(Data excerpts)

- Opening Delimiter -

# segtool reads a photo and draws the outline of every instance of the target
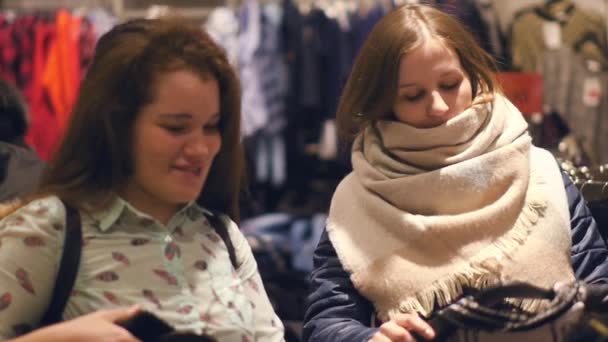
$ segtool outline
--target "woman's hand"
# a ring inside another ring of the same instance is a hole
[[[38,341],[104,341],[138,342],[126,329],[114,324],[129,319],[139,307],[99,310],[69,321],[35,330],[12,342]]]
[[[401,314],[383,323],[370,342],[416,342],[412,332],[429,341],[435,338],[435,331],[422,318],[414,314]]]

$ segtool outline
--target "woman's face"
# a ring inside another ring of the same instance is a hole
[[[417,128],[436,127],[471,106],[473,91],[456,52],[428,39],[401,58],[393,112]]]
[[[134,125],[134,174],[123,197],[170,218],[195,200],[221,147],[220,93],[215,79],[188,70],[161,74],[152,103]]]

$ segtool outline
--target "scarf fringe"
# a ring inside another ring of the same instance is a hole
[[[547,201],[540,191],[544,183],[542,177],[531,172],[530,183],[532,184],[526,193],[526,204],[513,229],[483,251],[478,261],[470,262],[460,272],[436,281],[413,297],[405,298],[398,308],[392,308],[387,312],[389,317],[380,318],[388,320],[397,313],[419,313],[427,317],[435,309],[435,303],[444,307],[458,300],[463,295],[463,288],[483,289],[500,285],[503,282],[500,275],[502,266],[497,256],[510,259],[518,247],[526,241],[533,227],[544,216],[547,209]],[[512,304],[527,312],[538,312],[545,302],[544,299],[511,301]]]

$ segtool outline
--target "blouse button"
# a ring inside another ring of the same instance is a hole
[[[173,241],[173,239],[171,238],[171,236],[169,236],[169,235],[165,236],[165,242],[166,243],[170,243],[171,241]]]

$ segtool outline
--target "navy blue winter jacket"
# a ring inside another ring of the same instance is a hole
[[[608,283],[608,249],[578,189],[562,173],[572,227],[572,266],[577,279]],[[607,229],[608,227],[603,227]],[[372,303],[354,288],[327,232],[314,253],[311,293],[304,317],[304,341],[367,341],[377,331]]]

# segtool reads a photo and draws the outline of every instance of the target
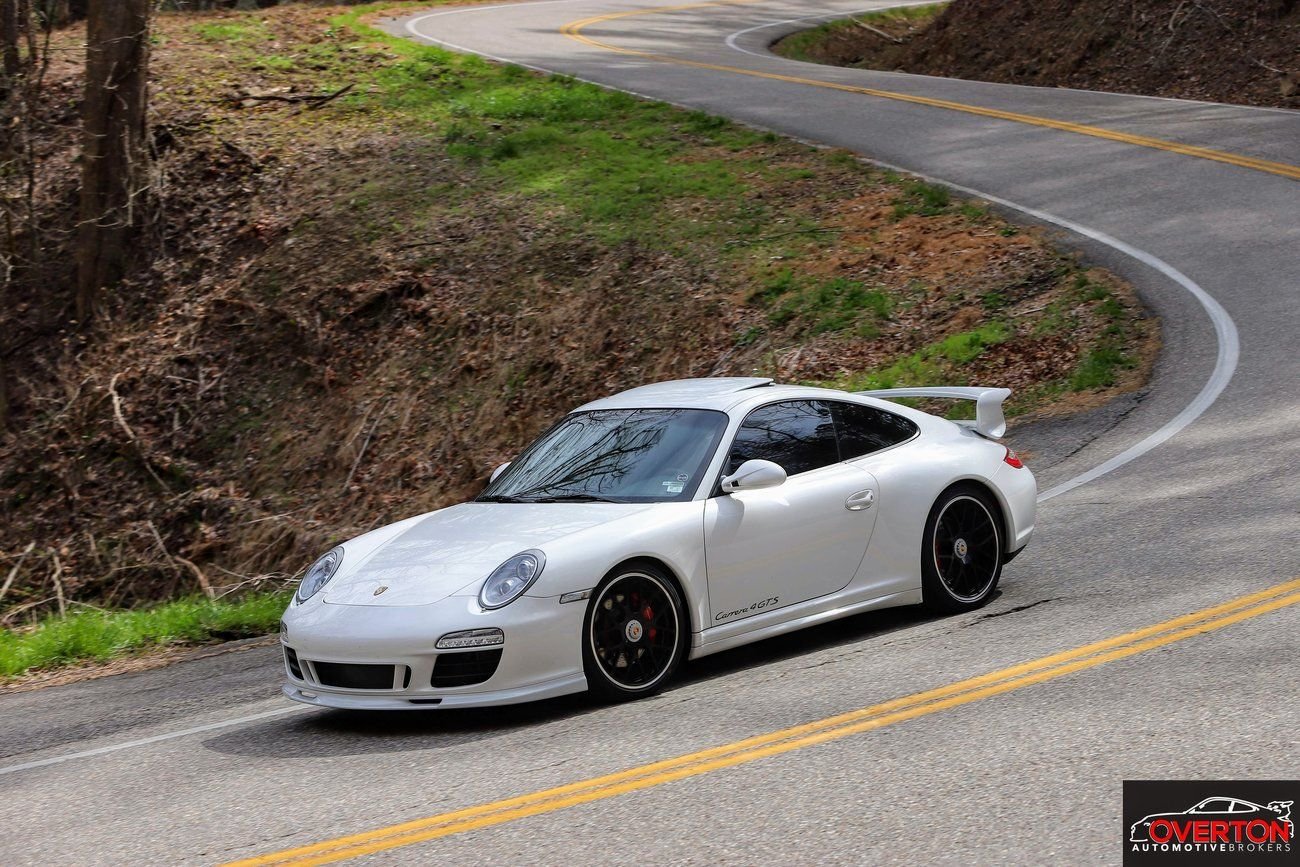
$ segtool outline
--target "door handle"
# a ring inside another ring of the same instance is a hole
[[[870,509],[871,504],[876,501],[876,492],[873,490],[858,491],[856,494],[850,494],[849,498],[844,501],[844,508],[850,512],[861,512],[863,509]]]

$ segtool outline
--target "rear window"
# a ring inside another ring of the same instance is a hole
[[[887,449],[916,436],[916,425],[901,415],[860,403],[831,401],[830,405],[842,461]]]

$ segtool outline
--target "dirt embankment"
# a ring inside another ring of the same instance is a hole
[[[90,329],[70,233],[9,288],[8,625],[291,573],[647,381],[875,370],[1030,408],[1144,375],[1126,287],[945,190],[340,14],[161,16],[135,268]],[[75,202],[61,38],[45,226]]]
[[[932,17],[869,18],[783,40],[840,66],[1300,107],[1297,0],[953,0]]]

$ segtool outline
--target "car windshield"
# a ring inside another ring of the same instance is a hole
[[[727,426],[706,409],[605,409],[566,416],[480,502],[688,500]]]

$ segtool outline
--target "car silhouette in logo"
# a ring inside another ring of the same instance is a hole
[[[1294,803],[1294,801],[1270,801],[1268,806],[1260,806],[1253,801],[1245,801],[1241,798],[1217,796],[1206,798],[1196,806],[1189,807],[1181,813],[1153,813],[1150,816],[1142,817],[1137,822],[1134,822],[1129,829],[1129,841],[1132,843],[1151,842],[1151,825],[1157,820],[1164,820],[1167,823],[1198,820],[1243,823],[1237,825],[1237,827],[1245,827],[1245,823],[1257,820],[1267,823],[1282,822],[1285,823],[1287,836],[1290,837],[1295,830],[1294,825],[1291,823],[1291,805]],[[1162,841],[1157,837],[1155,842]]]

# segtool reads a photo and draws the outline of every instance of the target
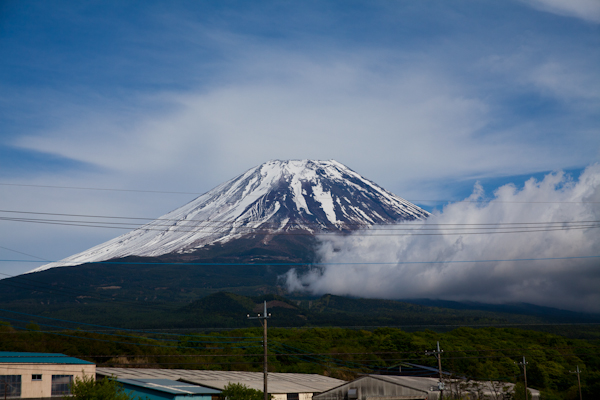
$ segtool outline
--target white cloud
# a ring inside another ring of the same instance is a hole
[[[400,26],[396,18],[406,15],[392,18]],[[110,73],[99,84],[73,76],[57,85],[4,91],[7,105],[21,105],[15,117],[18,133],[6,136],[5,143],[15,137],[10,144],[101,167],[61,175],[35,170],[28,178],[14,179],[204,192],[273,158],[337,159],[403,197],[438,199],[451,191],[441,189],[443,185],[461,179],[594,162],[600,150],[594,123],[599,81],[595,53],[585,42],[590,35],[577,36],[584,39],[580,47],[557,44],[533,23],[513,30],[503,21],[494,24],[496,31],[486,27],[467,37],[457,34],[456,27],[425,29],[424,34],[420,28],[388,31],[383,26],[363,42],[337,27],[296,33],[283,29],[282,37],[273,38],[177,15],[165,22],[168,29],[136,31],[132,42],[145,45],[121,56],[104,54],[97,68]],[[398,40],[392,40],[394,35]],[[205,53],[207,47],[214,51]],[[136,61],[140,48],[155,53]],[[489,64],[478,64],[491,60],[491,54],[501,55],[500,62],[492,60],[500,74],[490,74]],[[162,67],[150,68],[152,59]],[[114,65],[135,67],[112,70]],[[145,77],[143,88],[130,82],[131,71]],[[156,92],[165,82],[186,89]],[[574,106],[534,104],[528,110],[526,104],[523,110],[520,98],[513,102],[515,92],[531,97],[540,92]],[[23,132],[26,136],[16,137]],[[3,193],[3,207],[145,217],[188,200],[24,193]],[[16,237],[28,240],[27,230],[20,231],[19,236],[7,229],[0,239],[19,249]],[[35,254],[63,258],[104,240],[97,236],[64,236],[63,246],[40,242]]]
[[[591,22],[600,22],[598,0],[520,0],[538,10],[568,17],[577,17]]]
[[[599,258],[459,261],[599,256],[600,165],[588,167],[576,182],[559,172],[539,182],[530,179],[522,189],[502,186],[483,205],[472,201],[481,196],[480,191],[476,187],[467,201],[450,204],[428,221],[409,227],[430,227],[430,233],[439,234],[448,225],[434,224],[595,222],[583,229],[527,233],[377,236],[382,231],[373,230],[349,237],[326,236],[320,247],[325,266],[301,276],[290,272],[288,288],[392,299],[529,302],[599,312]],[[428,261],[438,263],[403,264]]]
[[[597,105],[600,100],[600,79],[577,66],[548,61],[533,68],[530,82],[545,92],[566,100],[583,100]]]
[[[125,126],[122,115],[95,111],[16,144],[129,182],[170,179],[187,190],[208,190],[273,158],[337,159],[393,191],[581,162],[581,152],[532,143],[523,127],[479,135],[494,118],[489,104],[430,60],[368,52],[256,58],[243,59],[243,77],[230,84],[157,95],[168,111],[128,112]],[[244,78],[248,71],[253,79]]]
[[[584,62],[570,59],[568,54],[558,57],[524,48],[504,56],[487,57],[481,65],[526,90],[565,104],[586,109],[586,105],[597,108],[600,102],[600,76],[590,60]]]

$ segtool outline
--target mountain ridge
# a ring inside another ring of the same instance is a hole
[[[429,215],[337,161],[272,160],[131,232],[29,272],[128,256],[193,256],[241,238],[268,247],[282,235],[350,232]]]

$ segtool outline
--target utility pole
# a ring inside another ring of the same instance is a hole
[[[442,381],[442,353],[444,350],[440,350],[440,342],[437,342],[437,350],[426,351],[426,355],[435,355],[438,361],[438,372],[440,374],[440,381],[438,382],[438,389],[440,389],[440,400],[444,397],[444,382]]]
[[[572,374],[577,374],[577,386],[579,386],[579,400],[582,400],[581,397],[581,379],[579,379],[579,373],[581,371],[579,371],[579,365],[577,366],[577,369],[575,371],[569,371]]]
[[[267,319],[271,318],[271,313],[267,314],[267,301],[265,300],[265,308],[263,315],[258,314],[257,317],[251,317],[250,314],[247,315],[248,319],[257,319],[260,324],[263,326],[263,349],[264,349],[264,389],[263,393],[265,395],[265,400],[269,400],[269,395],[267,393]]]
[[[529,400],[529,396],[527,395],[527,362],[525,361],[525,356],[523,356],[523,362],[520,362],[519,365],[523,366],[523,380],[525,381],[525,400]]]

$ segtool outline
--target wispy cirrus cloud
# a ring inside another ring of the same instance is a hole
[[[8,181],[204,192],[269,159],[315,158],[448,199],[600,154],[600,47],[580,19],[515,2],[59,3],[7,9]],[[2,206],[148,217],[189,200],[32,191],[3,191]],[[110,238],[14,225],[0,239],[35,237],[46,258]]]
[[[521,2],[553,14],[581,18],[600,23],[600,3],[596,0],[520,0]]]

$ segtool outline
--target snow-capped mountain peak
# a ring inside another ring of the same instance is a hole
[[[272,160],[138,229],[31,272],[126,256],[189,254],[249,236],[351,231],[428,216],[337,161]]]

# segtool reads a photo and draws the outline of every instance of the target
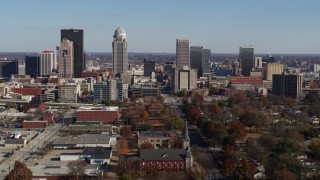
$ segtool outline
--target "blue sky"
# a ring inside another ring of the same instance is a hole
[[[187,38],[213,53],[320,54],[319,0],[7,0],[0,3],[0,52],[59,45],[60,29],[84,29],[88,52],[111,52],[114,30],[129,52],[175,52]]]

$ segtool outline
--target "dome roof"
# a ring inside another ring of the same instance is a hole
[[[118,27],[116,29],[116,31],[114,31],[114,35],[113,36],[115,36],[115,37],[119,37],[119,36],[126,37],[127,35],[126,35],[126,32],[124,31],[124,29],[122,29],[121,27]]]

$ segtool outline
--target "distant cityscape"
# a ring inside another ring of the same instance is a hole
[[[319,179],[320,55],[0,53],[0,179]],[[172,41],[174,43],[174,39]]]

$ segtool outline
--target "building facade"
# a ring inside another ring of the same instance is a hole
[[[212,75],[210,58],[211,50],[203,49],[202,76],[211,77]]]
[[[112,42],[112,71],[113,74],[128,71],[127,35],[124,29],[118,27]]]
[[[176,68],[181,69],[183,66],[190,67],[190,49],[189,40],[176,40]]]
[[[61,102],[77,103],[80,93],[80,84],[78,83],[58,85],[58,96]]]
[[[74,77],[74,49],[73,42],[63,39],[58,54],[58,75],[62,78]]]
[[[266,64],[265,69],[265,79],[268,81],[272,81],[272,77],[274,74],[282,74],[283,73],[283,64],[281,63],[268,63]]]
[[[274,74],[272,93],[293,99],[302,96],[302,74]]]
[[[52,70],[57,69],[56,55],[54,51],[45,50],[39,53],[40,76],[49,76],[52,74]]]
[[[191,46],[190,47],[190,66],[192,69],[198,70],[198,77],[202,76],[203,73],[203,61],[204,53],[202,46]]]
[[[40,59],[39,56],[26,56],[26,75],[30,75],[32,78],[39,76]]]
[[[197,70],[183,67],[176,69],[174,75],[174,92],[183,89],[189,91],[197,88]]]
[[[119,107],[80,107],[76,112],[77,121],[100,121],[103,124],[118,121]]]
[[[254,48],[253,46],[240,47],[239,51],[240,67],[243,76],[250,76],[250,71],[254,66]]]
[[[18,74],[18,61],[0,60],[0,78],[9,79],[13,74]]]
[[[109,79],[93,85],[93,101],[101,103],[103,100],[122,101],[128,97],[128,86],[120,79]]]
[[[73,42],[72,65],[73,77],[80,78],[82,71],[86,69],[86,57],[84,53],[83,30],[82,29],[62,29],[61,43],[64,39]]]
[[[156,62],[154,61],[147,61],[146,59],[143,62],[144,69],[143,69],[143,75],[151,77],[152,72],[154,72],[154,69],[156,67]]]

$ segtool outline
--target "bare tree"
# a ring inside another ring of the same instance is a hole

- Closing Delimiter -

What you have to do »
Copy each line of the data above that holds "blue".

Exercise output »
--target "navy blue winter jacket"
--target "blue sky"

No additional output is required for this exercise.